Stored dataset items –
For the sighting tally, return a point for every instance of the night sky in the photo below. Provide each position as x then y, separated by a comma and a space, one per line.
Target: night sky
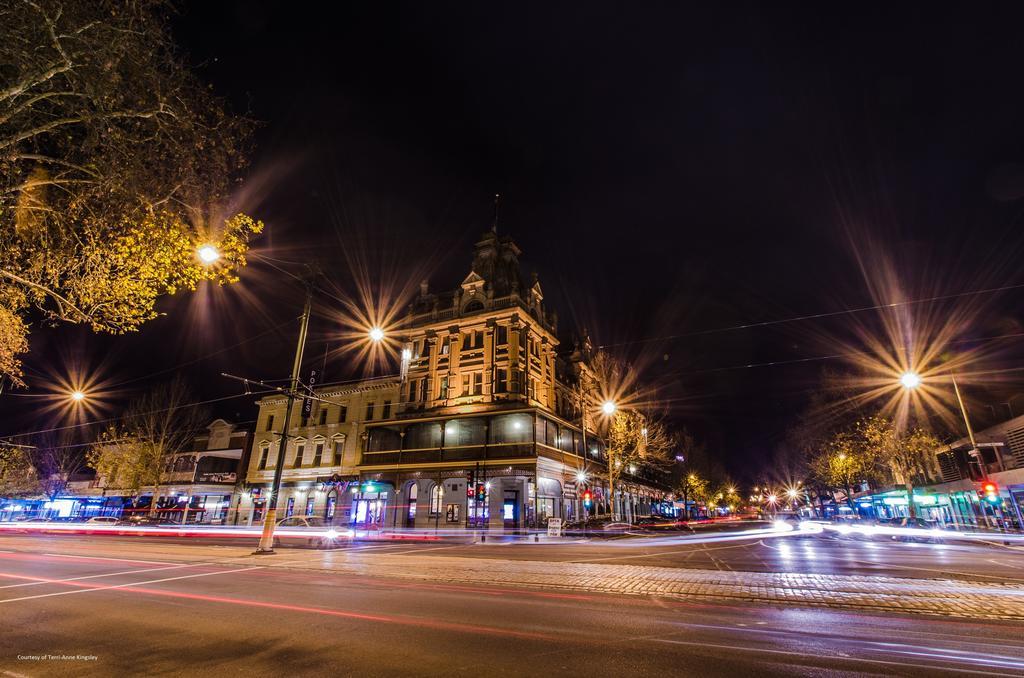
667, 168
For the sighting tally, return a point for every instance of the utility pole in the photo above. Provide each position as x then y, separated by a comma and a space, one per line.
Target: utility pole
270, 517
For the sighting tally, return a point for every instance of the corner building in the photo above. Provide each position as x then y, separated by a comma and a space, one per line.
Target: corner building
483, 427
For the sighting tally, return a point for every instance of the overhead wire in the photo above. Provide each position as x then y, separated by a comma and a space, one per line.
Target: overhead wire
811, 316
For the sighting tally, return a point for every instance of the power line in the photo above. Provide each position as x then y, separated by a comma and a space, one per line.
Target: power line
110, 419
834, 356
812, 316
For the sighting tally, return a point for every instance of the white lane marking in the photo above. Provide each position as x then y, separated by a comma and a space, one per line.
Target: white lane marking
431, 548
76, 579
96, 557
745, 648
128, 586
654, 555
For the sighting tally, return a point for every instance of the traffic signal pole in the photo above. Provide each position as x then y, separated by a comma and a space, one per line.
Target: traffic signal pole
270, 518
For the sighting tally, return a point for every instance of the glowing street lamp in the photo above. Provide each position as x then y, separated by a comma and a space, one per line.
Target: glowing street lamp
208, 254
909, 380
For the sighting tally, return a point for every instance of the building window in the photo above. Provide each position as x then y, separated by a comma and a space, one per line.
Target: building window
436, 499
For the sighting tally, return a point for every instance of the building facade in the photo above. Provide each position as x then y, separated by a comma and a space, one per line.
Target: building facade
487, 425
951, 492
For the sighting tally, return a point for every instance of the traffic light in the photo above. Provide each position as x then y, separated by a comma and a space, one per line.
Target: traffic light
990, 493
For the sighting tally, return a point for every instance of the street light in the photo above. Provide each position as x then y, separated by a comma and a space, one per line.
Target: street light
909, 379
208, 253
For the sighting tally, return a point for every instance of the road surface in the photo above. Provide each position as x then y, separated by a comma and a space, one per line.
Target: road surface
103, 606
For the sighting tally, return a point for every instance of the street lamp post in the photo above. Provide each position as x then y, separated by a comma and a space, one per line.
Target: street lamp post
911, 380
609, 408
270, 517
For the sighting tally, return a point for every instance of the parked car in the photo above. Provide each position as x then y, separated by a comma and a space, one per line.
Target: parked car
916, 530
303, 521
142, 521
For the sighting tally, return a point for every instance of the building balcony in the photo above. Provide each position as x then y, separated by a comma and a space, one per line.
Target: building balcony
455, 454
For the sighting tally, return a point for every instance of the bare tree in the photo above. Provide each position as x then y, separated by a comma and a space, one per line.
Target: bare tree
635, 440
905, 453
17, 475
57, 461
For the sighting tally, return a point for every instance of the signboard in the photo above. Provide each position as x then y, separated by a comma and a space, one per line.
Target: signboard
307, 404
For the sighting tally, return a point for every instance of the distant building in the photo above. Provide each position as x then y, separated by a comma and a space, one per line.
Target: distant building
198, 482
949, 491
481, 428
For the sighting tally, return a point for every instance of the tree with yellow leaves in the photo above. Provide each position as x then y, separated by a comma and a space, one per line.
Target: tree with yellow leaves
634, 440
114, 162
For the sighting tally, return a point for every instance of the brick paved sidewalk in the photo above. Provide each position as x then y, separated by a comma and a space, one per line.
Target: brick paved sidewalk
942, 597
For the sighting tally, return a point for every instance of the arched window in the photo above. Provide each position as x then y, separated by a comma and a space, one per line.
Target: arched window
436, 499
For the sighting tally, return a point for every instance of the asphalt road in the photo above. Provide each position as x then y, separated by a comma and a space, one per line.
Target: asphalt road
182, 615
725, 550
824, 554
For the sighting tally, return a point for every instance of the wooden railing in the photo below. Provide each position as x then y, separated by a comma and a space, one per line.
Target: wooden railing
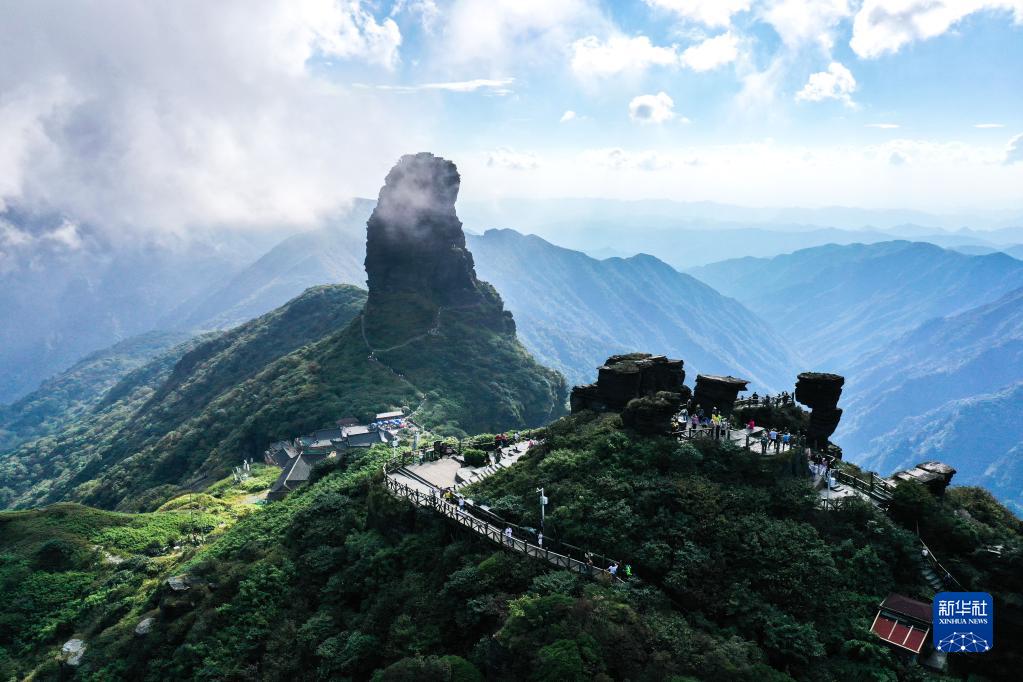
942, 573
434, 501
877, 488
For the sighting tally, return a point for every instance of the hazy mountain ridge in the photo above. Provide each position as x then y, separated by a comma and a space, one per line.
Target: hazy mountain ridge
573, 312
75, 289
169, 428
934, 391
70, 394
843, 302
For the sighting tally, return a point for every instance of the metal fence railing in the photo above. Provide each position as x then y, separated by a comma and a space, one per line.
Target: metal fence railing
435, 501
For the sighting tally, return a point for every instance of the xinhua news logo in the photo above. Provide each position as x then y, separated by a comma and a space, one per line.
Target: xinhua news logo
964, 622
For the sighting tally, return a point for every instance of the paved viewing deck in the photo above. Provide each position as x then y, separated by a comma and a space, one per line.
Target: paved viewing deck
426, 485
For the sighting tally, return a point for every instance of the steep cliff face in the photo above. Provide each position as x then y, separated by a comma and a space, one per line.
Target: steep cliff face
416, 261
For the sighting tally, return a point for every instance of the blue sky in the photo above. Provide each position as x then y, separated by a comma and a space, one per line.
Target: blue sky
263, 111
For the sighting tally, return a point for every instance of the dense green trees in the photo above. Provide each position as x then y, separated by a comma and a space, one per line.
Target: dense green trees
737, 576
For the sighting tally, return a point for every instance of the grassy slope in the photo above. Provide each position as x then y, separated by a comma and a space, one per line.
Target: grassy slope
290, 371
69, 570
740, 578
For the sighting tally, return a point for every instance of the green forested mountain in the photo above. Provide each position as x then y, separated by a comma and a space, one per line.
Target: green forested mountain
69, 395
63, 300
737, 575
429, 336
156, 414
571, 311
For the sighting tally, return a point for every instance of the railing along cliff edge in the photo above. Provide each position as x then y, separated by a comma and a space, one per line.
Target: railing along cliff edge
492, 533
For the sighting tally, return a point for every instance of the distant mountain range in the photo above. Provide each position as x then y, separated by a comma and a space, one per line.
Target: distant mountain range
69, 289
690, 234
839, 303
67, 396
950, 390
573, 311
330, 255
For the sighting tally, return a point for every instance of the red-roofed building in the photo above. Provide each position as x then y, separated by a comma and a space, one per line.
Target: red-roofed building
903, 623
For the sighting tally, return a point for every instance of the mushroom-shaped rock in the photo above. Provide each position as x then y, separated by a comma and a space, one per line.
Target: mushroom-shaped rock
652, 414
719, 392
820, 392
624, 377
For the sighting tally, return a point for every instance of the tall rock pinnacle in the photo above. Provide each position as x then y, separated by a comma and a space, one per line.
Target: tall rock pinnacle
419, 272
414, 242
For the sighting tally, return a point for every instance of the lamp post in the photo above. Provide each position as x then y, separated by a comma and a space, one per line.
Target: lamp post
543, 504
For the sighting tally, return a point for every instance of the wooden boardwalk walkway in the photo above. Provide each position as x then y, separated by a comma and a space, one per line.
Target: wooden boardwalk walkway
421, 493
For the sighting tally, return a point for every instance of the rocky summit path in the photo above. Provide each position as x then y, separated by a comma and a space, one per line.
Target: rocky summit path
424, 485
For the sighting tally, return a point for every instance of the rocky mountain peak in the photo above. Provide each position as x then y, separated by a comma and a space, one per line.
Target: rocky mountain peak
414, 241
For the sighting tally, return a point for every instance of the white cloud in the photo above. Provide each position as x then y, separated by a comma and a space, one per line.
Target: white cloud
505, 33
620, 160
593, 57
884, 27
67, 235
624, 54
1014, 152
500, 86
897, 157
337, 29
427, 10
192, 112
509, 158
712, 52
709, 12
775, 174
802, 21
836, 83
652, 108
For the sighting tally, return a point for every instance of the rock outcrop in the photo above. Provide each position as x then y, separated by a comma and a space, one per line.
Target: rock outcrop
719, 392
73, 650
652, 414
934, 475
415, 248
647, 389
820, 393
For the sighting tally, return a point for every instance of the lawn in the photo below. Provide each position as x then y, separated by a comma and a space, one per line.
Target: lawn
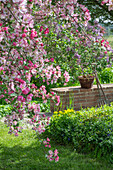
25, 153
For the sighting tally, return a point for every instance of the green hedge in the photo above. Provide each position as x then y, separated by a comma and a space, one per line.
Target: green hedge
89, 130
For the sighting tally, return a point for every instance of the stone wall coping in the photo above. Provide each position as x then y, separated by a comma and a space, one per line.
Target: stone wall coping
73, 88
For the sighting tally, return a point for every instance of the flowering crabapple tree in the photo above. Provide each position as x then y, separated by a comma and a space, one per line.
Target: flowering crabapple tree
23, 55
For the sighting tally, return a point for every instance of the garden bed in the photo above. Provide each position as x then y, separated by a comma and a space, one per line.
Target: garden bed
78, 97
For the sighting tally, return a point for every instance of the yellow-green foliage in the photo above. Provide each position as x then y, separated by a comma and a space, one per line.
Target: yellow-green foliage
89, 130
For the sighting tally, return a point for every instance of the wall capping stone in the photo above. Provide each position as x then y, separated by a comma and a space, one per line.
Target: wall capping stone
81, 98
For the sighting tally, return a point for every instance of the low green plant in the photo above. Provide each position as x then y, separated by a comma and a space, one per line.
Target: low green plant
5, 110
89, 130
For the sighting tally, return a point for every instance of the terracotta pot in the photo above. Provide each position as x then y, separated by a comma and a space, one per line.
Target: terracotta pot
86, 82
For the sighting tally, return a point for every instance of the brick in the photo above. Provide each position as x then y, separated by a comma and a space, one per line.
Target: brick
81, 97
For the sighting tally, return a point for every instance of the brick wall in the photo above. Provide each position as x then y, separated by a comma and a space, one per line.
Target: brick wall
78, 97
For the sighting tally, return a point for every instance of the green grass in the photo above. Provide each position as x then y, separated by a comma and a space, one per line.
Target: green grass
25, 153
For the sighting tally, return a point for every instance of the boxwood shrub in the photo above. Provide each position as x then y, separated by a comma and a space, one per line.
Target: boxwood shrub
89, 130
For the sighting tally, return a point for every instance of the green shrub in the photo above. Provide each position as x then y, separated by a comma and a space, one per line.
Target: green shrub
5, 110
90, 130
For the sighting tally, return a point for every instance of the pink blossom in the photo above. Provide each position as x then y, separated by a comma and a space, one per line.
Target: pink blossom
52, 59
57, 159
14, 43
48, 139
26, 90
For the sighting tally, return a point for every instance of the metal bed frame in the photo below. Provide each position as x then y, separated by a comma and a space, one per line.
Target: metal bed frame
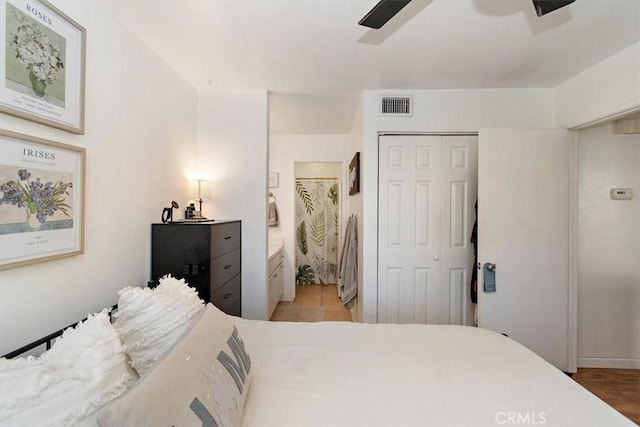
49, 339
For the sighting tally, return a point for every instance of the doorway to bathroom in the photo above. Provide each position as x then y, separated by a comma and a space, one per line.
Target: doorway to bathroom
317, 222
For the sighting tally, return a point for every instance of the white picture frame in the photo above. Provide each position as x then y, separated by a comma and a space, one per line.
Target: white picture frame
42, 203
45, 83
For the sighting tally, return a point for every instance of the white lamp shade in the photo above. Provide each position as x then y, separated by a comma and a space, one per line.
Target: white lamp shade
201, 190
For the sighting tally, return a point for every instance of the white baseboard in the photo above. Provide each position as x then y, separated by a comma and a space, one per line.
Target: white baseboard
603, 362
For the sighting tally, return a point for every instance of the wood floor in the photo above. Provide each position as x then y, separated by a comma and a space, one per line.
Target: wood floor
620, 388
319, 297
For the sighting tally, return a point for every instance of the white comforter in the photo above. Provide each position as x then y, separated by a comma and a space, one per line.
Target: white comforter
351, 374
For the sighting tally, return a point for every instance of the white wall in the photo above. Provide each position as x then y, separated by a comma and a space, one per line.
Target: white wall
233, 151
609, 250
434, 111
140, 137
605, 90
285, 150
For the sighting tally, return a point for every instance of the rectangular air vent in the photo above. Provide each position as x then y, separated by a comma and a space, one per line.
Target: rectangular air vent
397, 106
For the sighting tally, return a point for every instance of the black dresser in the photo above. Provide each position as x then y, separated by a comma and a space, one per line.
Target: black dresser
206, 255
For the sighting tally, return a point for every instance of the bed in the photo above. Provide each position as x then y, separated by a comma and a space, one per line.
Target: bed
168, 359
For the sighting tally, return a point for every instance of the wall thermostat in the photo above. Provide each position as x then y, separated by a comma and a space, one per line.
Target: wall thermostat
621, 194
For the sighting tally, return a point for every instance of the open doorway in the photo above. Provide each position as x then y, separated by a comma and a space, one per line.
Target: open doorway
317, 222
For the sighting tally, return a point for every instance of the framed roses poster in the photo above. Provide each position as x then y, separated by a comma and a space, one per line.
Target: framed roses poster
41, 199
42, 64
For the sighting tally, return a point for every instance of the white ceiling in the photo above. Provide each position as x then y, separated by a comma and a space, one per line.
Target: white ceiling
315, 60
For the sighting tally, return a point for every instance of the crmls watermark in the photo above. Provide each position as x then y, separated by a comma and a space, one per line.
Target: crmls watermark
521, 418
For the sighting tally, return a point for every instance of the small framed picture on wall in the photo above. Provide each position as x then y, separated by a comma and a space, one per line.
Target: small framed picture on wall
42, 64
354, 175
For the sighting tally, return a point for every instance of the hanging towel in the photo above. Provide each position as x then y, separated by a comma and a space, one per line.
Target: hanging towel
273, 211
349, 264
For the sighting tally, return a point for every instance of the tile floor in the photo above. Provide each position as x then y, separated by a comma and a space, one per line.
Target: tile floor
324, 296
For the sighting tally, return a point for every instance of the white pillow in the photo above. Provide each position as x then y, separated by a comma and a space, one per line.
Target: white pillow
204, 380
85, 369
151, 321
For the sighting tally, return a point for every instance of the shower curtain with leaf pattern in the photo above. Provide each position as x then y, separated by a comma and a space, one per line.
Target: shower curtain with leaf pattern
317, 240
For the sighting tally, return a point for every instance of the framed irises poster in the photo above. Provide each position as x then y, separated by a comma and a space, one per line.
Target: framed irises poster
42, 64
42, 186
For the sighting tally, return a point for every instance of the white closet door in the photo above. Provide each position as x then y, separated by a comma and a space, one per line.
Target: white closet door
524, 229
426, 194
459, 180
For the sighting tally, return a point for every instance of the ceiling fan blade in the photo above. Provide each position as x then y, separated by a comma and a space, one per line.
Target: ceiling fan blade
382, 12
545, 6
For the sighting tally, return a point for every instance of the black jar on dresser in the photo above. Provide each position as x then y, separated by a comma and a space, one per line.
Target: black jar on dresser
206, 254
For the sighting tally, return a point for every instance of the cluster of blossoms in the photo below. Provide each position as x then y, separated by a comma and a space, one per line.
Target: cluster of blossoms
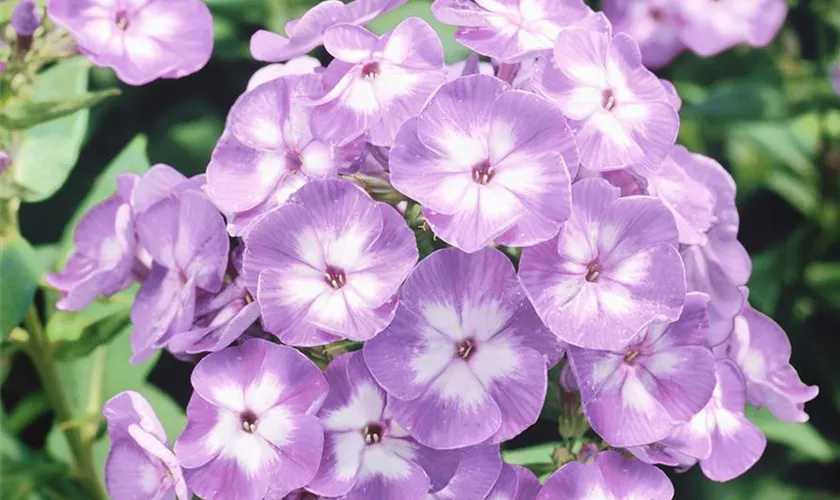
577, 233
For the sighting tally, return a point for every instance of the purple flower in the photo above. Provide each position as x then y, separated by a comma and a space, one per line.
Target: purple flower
251, 422
26, 17
142, 40
302, 65
106, 243
610, 477
720, 266
220, 319
328, 264
375, 84
473, 475
464, 361
762, 350
185, 235
713, 26
720, 436
515, 483
306, 33
5, 160
636, 395
267, 151
613, 269
509, 30
690, 201
366, 453
487, 163
620, 111
655, 24
139, 464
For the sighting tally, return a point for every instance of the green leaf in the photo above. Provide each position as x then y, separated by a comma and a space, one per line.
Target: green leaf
453, 50
539, 453
19, 275
75, 334
132, 159
802, 438
26, 115
48, 152
824, 279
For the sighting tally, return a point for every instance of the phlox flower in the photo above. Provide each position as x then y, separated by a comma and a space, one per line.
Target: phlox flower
141, 40
464, 360
721, 266
636, 395
267, 151
302, 65
690, 201
366, 453
306, 33
761, 349
251, 422
487, 163
105, 243
613, 269
509, 30
713, 26
620, 112
328, 264
611, 477
139, 464
376, 83
185, 236
473, 474
515, 483
654, 24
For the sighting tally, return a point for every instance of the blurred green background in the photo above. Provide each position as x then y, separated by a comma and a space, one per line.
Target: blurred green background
768, 115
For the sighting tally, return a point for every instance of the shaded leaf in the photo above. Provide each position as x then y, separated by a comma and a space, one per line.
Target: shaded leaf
49, 151
19, 275
802, 438
22, 116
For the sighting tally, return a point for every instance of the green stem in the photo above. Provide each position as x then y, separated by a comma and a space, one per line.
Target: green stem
41, 353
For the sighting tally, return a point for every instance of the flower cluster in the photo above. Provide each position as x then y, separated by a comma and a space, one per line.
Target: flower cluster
577, 232
664, 28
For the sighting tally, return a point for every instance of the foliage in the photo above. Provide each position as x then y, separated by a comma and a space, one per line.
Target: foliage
769, 115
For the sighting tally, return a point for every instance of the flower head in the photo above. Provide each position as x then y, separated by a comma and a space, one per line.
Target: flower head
267, 151
106, 243
328, 264
689, 200
464, 360
139, 463
141, 40
472, 475
306, 33
366, 453
487, 163
185, 236
611, 477
612, 270
715, 25
251, 422
26, 17
510, 30
721, 266
636, 395
515, 483
655, 24
375, 84
762, 350
620, 112
720, 436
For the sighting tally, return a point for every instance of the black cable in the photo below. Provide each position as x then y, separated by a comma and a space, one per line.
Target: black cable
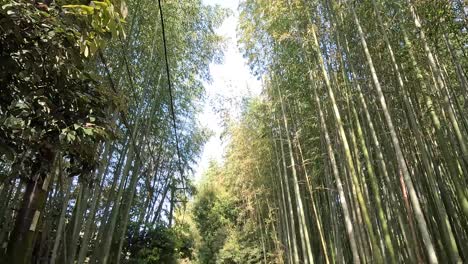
170, 90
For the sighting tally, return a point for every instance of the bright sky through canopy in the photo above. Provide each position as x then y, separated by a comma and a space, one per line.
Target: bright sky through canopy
231, 81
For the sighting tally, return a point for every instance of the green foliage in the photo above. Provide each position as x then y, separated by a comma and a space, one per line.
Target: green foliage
51, 99
227, 231
160, 245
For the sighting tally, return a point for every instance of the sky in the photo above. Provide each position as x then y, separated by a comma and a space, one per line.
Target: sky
231, 81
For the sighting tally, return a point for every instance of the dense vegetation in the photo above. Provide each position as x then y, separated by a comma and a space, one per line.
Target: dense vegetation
355, 152
98, 135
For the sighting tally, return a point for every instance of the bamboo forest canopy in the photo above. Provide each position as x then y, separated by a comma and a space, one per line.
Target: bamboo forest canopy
356, 150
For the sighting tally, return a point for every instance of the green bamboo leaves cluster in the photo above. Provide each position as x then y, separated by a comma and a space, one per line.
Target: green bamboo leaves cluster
111, 206
368, 127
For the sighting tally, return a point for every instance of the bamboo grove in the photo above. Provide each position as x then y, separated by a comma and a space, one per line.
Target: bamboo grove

Exercise instructions – No pictures belong in the copy: reproduce exactly the lines above from the one that contains "the black cable" through the last line of the entries.

Reply –
For the sighting tally, return a point for every instance of the black cable in the photo below. Provide each position as x then y, separated by a comma and a space, one per line.
Target: black cable
170, 90
For the sighting tally, return a point for every instance of the bright sky through canopy in the photo above. Provide each position as x then y, separated by a comma and a space, one per line.
Target: bright sky through canopy
231, 81
For the sighting tally, return a point for every instance of the green foliage in the photo above. Provide each position as x then y, separated by a comma and a space, one per line.
Target: green foliage
51, 99
227, 231
160, 245
For the sighting tally, return a point for every instance of the sky in the photo above. Provide each position as x then y, separated by a comma and a space, one per line.
Target: sky
231, 81
For the sighting tally, return a point for every instance of the dense vegetation in the photo above. Provide each position as x then y, separated by a comma and a space, one per line.
Target: dense vegetation
355, 152
98, 135
For the sighting tally, return a point for every instance of the bamboo forest canopy in the photo above. Provide each position as x then y, separated by a comma and a space, one per line.
Target: bamboo forest canopy
356, 150
For the sighting tally, return a point for every instance of the green bamboo leaves cluster in the photo above. Provide each position as x then y, separated by a comma and a space, one per line.
Target: green bamboo leaves cluster
111, 206
368, 127
For the sighting tally, return a point for every instance of the bamboo grove in the photo above. Provide each position as x then y, separated by a comma and a space, one per line.
Target: bamboo grove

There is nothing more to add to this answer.